### [EXERCISE REQUIREMENTS]
1: Translate this sentence from the UniFrac passage into Spanish: "Rare OTUs with less than 100 total counts across all the samples were removed."
2: Return the stretch of the UniFrac passage from "7 Unweighted Unifrac" through "not be observed.", copied word for word.
··· DOCUMENT TEXT ···
7 Unweighted Unifrac is highly sensitive to rarefaction instance

A commentary by Lozupone et al. 2011 [25] addressed the sensitivity of Unweighted UniFrac to sampling. Lozupone’s group used mean UniFrac values to compute a confidence ellipse between the first and third quartile. However, we observed that this approach under-represented the true variability of unweighted UniFrac as a distance metric by highlighting how individual samples vary. In the absence of true differences and in the presence of uneven sampling, unweighted UniFrac can be sensitive to rarefaction instances. We show this by analyzing two rarefactions of the same body site with the rationale that if there is no true difference in the data, separation of these samples should not be observed.

Sixty tongue dorsum subsamples were drawn from the Human Microbiome Project data without replacement. Rare OTUs with less than 100 total counts across all the samples were removed. The minimum sample count for the subset of 60 we analyzed was 659, therefore we rarefied (subsampled) to the minimum of 659 to normalize the samples, prior to performing a principal coordinates analysis (PCoA). For Fig 2, two independent rarefactions of the data were conducted in order to observe the effect of rarefaction instance on the metric. The unweighted UniFrac distance was computed for each rarefaction, and Procrustes adjustment was applied in order to overlay the PCoA-derived second rarefaction onto the first. A PCoA of rarefaction 1 was plotted, and any samples that changed between rarefactions one and two were visualized with red and blue on the plot. If the sample moved from one side of the first coordinate axis to the other between the rarefaction instances, it was indicated with either a blue or a red arrow.
··· DATA UNDER STUDY ···
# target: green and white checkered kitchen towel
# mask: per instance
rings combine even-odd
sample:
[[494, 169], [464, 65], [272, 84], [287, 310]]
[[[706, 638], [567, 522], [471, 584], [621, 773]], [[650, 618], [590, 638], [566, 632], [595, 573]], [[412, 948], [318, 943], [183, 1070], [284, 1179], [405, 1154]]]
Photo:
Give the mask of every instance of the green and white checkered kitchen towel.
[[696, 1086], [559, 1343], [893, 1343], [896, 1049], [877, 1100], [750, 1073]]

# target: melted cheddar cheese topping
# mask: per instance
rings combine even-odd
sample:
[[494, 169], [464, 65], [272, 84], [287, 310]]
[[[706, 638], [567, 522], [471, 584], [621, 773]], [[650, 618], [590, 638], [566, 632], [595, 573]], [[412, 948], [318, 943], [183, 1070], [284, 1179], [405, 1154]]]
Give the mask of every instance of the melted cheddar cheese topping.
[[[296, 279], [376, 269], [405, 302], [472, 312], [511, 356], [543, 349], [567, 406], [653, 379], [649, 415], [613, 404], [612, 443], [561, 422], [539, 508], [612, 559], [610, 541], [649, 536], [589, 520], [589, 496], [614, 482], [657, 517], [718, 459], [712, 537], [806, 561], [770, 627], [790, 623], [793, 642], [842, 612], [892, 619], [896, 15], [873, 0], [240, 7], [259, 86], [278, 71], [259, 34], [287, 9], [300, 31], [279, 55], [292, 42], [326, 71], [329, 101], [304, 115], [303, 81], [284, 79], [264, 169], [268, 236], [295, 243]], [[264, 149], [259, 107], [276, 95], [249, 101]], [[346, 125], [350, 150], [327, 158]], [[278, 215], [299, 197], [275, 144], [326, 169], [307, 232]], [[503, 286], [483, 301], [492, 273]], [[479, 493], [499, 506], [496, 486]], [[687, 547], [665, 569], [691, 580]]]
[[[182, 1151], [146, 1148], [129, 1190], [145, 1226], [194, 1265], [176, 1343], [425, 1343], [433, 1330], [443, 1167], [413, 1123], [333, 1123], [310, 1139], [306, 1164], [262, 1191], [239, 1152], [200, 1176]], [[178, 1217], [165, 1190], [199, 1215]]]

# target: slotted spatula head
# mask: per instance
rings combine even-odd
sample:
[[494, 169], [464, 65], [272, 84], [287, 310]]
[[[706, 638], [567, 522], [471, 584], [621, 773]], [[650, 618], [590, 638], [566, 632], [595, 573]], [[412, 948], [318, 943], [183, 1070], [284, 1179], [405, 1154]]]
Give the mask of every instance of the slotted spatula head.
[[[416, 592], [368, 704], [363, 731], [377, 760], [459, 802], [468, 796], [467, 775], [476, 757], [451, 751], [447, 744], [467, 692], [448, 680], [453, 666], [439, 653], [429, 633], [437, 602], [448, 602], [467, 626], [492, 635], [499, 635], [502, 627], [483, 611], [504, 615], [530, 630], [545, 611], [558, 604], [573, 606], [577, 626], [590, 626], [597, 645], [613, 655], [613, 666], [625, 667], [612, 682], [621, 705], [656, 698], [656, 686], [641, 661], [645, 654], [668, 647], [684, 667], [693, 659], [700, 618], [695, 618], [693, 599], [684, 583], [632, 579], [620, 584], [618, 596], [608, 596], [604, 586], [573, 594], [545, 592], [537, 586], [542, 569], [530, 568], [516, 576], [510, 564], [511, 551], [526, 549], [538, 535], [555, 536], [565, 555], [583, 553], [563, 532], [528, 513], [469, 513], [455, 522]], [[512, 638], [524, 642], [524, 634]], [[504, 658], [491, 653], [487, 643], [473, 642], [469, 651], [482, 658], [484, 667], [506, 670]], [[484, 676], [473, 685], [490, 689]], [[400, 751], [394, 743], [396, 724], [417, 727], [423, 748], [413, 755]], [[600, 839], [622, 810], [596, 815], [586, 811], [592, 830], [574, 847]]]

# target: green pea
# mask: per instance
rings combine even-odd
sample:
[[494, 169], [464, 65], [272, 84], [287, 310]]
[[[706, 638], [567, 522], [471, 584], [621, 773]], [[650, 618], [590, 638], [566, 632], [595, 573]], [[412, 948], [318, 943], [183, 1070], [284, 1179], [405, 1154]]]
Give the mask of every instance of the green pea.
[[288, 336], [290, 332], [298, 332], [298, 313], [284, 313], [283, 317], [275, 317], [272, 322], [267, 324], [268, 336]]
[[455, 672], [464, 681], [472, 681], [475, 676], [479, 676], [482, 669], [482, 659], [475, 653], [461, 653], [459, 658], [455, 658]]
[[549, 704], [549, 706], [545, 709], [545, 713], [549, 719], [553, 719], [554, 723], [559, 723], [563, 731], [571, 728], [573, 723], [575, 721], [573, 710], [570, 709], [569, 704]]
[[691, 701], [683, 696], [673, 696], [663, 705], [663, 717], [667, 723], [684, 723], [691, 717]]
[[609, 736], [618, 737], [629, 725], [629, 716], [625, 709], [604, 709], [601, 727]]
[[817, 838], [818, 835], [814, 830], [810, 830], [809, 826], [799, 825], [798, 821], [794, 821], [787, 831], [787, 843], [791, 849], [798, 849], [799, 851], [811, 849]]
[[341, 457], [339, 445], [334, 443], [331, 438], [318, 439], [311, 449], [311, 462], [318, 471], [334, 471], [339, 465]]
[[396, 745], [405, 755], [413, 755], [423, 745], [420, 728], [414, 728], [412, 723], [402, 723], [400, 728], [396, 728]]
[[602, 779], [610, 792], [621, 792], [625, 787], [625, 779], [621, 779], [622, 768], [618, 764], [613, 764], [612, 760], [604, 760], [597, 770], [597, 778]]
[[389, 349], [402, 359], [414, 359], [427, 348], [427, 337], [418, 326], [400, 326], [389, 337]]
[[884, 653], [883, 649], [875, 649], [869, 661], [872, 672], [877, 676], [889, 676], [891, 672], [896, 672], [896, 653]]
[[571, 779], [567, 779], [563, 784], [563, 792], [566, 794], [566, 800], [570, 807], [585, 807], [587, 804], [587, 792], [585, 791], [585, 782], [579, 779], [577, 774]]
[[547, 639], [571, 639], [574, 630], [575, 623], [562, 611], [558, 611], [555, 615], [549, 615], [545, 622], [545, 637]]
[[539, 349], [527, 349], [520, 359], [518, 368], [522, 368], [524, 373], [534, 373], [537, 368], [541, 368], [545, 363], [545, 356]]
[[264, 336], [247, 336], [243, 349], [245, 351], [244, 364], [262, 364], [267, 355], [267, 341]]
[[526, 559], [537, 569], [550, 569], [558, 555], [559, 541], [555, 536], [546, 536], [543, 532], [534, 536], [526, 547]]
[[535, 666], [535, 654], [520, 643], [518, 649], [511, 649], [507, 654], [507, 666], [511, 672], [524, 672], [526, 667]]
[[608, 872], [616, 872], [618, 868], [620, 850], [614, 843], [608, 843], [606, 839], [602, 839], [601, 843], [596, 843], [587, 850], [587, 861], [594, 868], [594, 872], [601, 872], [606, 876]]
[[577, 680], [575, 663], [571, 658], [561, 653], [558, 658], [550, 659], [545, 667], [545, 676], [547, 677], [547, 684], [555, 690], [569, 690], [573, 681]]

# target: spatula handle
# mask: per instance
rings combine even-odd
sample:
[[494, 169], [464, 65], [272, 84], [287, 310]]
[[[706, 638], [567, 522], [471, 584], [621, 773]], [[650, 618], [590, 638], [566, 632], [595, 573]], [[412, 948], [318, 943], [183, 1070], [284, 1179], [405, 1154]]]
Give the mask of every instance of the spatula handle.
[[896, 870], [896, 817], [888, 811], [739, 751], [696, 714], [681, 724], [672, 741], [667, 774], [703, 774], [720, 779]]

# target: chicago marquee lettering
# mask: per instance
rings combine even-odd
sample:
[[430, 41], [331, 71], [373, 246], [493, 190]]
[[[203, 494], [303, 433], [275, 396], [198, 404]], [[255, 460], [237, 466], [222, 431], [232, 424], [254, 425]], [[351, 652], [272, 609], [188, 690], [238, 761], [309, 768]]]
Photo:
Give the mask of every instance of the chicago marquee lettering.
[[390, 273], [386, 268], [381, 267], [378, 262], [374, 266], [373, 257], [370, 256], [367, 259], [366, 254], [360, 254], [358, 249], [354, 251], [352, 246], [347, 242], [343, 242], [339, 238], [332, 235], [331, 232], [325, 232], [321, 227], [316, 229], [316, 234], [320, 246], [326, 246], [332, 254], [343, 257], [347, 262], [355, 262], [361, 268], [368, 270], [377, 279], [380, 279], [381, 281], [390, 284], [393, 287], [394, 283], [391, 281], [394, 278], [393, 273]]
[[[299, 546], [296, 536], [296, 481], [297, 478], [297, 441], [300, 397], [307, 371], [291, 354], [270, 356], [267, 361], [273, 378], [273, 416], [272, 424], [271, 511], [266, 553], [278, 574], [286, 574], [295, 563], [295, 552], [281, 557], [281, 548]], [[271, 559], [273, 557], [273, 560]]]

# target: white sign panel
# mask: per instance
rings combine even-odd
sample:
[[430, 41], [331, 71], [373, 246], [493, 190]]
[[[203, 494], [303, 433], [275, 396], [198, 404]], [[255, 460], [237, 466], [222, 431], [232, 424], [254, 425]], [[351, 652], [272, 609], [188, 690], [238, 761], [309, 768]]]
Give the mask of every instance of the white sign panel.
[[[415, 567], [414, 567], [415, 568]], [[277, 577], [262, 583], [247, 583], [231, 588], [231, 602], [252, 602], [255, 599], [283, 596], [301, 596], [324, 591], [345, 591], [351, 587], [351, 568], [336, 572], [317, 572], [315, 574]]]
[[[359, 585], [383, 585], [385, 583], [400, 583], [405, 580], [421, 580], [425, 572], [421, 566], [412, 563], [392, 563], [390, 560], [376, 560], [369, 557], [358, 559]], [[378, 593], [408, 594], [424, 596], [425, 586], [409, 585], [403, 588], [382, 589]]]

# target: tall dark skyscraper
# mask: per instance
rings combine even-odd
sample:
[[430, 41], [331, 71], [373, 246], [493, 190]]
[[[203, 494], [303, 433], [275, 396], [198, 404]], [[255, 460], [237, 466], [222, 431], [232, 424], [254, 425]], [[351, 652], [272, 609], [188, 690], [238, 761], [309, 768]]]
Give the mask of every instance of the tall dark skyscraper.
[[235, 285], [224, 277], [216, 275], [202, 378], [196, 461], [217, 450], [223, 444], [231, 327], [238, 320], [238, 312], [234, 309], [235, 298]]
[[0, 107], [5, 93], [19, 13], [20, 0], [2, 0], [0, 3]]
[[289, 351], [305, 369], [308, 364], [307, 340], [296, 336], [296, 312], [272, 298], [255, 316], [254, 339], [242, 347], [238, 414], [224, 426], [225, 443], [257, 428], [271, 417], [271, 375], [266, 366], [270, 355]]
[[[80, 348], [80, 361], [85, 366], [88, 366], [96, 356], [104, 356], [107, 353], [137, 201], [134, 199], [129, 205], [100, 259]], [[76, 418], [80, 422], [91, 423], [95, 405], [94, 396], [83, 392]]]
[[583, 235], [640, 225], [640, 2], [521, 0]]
···
### [SOLVED PROBLEMS]
1: Se eliminaron las OTU raras con menos de 100 recuentos totales en todas las muestras.

2:
7 Unweighted Unifrac is highly sensitive to rarefaction instance

A commentary by Lozupone et al. 2011 [25] addressed the sensitivity of Unweighted UniFrac to sampling. Lozupone’s group used mean UniFrac values to compute a confidence ellipse between the first and third quartile. However, we observed that this approach under-represented the true variability of unweighted UniFrac as a distance metric by highlighting how individual samples vary. In the absence of true differences and in the presence of uneven sampling, unweighted UniFrac can be sensitive to rarefaction instances. We show this by analyzing two rarefactions of the same body site with the rationale that if there is no true difference in the data, separation of these samples should not be observed.